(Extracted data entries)
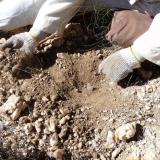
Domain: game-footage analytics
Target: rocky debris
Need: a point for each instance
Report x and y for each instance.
(110, 140)
(125, 132)
(58, 154)
(115, 153)
(38, 125)
(14, 106)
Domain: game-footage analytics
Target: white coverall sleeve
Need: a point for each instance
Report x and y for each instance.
(54, 15)
(148, 45)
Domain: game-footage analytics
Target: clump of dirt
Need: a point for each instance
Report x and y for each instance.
(71, 111)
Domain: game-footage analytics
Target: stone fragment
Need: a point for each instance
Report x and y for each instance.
(14, 106)
(53, 140)
(52, 124)
(110, 140)
(115, 153)
(125, 132)
(58, 154)
(38, 125)
(64, 120)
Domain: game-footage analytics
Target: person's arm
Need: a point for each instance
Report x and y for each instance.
(51, 19)
(54, 16)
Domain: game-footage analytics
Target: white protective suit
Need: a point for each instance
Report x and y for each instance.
(51, 16)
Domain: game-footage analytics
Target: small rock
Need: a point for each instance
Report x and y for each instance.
(64, 120)
(14, 106)
(115, 153)
(45, 99)
(28, 128)
(52, 124)
(125, 132)
(90, 87)
(63, 132)
(58, 154)
(54, 97)
(60, 55)
(53, 140)
(38, 125)
(110, 140)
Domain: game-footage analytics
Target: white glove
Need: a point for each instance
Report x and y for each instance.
(23, 41)
(118, 65)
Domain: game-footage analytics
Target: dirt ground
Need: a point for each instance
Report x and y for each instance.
(67, 109)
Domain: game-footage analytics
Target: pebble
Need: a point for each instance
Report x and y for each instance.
(90, 87)
(115, 153)
(63, 132)
(38, 125)
(14, 106)
(110, 140)
(45, 99)
(64, 120)
(58, 154)
(125, 132)
(28, 128)
(54, 140)
(52, 124)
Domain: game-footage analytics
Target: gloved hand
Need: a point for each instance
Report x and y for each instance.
(23, 41)
(118, 65)
(127, 26)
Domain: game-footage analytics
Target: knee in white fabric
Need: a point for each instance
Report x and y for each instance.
(18, 13)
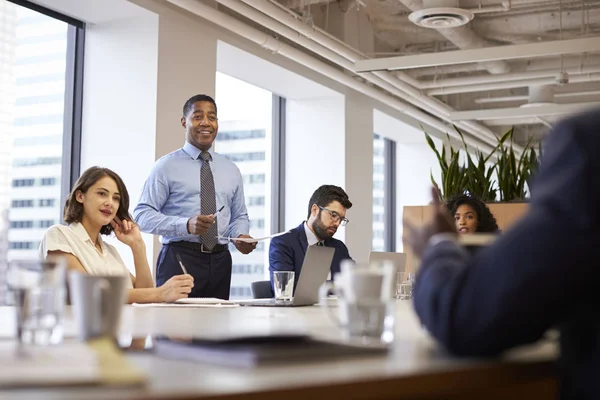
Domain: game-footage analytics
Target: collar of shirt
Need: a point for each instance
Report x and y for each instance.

Your goal ->
Check each line above for the string "dirt" and copy every line that has it.

Output for this task ->
Target: clump of dirt
Target: dirt ground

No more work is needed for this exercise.